═══ Passage to read

Chapter 12_Multithreading


Introduction to multithreading in python

Used to perform multiple tasks concurrently (multitasking)

threading.Thread(target=my_function)


Multithreading in Python is about concurrency, not raw parallelism, most of the time

Python threads share the same memory space, which makes communication easy but introduces coordination problems. The famous twist is the GIL (Global Interpreter Lock): only one thread executes Python bytecode at a time in CPython.


So what’s the point then?

Threads shine when tasks are I/O-bound:

  • waiting for files
  • network requests
  • APIs
  • databases
  • sleeping, polling, blocking calls

While one thread waits, another can run.

from threading import Thread
import time

def work():
    time.sleep(2)
    print("done")

t = Thread(target=work)
t.start()
print("main continues")

"""
The main thread starts.

You create a second thread and start it.

The second thread immediately calls time.sleep(2) → it blocks itself.

While that thread is sleeping, the main thread keeps running.

══════

§ Problem set:
• a. How would you render this sentence from the multithreading notes in Spanish: "Python threads share the same memory space, which makes communication easy but introduces coordination problems."
• b. Pick up the multithreading notes after their last sentence and continue the explanation of the code.

═══ Listed records

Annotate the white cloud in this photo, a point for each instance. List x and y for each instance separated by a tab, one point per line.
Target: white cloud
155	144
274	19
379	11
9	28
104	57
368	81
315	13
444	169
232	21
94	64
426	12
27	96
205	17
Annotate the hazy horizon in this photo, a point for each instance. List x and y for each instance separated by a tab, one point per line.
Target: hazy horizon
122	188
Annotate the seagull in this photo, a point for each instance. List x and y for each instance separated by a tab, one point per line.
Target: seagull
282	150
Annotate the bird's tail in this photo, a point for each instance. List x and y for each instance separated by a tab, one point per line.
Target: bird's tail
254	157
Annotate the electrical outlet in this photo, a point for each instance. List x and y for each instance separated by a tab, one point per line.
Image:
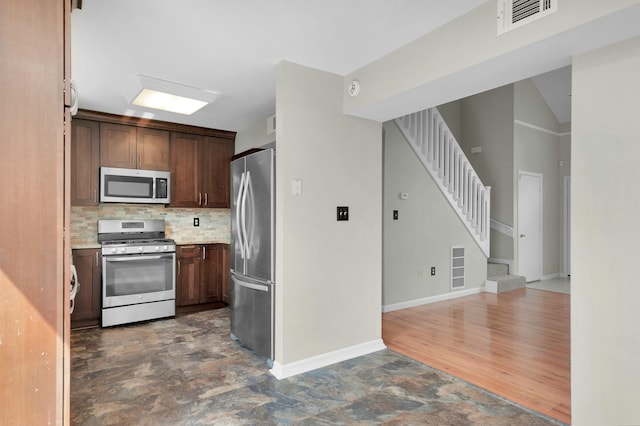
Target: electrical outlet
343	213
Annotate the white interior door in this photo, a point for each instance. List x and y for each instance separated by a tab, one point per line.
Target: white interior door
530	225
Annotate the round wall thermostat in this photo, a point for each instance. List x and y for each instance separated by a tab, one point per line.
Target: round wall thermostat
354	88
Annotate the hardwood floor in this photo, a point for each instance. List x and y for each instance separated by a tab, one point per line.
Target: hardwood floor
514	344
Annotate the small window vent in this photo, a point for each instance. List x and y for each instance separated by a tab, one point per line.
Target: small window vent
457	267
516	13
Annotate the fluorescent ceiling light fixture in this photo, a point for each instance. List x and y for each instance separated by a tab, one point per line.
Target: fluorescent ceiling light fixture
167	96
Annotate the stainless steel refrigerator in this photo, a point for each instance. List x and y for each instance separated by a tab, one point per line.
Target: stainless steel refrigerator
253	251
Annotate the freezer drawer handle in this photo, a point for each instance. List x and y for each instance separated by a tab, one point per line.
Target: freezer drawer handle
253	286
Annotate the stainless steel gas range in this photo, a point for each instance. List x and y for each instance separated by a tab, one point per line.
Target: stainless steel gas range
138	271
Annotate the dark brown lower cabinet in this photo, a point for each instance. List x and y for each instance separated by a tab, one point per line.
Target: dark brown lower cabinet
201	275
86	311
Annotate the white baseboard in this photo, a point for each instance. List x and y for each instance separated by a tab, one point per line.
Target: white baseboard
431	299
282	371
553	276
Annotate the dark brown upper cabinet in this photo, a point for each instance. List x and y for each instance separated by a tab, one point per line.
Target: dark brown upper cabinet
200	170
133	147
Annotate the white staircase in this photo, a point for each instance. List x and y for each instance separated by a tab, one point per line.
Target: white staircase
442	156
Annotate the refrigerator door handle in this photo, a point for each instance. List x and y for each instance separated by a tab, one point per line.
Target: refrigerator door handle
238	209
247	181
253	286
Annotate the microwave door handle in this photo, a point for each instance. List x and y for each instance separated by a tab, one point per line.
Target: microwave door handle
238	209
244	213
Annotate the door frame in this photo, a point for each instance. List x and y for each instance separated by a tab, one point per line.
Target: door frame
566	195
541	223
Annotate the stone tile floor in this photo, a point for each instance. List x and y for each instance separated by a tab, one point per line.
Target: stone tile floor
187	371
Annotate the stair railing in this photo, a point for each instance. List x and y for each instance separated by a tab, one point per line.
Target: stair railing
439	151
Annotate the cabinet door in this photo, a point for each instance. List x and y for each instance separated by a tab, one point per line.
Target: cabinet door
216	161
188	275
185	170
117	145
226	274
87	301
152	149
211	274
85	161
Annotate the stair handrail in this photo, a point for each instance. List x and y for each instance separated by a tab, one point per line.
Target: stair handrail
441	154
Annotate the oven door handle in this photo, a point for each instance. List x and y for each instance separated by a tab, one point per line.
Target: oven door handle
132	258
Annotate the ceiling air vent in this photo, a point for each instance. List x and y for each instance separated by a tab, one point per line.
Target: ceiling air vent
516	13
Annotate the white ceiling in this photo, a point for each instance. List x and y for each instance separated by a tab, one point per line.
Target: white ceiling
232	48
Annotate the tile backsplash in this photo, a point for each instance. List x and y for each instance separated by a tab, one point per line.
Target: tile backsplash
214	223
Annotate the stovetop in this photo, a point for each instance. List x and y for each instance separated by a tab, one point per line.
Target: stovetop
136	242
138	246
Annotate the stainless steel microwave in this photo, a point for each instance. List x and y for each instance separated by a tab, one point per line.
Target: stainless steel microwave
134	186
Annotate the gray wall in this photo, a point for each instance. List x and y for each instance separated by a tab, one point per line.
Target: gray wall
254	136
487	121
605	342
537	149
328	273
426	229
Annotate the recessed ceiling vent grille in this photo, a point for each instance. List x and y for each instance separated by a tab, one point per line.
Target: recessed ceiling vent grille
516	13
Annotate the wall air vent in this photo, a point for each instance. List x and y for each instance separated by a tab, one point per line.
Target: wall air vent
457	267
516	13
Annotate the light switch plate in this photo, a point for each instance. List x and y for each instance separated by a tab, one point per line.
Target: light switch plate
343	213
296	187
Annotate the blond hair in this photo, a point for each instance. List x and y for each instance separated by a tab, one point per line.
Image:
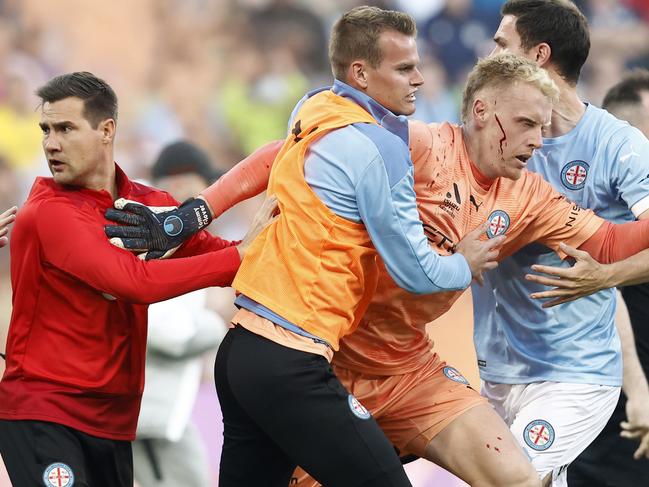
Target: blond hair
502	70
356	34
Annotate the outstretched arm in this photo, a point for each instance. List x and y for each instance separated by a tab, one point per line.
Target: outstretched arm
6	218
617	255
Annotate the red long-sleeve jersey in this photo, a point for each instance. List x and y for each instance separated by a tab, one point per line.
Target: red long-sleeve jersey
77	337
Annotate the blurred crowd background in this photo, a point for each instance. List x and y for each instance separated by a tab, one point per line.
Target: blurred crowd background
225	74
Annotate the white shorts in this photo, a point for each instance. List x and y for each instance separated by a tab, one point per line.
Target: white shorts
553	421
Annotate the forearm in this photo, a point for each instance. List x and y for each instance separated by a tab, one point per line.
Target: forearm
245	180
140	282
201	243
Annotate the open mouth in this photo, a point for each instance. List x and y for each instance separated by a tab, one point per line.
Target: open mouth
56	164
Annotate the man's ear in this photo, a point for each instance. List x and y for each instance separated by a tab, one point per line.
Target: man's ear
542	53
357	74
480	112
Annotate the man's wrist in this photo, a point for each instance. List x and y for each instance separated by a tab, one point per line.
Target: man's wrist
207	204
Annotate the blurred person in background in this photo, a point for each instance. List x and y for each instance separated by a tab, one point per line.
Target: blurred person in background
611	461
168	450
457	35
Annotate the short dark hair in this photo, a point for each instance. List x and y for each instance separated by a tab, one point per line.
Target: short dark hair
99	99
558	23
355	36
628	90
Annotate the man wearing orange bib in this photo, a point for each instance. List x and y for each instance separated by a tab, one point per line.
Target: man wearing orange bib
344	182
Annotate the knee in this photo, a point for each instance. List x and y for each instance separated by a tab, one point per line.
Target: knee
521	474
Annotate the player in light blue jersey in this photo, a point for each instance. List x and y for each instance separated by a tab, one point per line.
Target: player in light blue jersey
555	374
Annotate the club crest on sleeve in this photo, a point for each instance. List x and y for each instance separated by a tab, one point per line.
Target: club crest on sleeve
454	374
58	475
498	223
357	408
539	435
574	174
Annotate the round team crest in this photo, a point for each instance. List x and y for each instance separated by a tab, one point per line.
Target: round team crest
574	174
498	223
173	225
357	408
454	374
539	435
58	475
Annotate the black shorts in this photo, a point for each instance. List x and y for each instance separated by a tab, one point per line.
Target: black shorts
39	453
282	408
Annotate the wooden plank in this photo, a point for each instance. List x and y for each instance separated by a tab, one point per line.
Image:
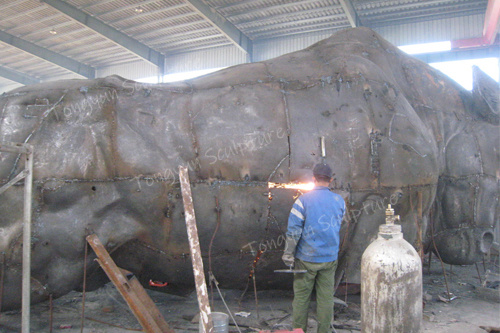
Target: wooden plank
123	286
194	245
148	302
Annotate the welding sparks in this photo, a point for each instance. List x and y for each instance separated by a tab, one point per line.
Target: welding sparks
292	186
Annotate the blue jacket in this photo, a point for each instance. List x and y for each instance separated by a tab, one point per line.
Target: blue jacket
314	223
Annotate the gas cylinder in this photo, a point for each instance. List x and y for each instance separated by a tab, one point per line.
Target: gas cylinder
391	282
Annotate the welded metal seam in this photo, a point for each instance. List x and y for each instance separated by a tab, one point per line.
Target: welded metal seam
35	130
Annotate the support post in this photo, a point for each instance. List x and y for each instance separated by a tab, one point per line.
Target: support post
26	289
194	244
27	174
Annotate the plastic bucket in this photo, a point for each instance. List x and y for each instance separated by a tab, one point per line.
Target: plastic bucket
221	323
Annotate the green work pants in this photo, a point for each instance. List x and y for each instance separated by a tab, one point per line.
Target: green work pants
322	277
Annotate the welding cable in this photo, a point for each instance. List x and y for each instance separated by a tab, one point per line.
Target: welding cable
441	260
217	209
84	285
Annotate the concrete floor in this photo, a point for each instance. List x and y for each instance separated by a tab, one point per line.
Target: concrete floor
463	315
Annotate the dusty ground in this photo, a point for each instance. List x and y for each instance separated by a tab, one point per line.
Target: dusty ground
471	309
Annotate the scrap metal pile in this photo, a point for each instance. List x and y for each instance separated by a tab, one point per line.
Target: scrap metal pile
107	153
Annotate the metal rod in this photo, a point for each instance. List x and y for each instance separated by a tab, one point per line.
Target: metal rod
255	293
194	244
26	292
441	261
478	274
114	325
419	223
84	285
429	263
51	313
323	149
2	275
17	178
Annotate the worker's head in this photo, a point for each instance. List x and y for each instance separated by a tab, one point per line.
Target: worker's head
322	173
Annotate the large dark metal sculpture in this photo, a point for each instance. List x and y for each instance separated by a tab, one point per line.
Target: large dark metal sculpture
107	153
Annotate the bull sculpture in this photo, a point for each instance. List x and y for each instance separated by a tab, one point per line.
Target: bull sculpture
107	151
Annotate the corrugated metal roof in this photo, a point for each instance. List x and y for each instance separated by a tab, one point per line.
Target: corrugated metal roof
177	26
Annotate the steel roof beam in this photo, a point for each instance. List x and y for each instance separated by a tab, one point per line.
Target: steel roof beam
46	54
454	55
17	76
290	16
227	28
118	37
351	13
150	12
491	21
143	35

══════

§ Set of answers:
• a. Los hilos de Python comparten el mismo espacio de memoria, lo que facilita la comunicación pero introduce problemas de coordinación.

• b.
The main thread prints "main continues" and then usually finishes.

After ~2 seconds, the sleeping thread wakes up and prints "done".

"""

Note:

from threading import Thread
import time

def work():
    time.sleep(2) # releases the GIL (A sleeping thread is not runnable, Only runnable threads compete for execution)
    print("done")

t = Thread(target=work)
t.start()
print("main continues")
while True:
    pass  


"""
Even here, the second thread will still run.

Why?

CPython periodically releases the GIL (every ~5ms)

This lets other threads run

So after sleep(2) finishes, the worker thread gets a turn and prints "done"
"""

# A Python thread can only be blocked forever if another thread holds the GIL forever. (This does not happen with normal Python code.)
# ( It can happen only with badly written C extensions. )

Waiting for threads and passing arguments

from threading import Thread
import time

def work(name):
    time.sleep(2)
    print(f"Hey {name} the work is done")

def walk()
    time.sleep(4)
    print("sleep done")

t1 = Thread(target=work, args= ("John",)) # args must be passed as a tuple.
t1.start()


t2 = Thread(target=walk)
t2.start()

t1.join() # wait for the thread to finish, before continuing for the rest of the program
t2.join() # The main thread waiting
print("main continues")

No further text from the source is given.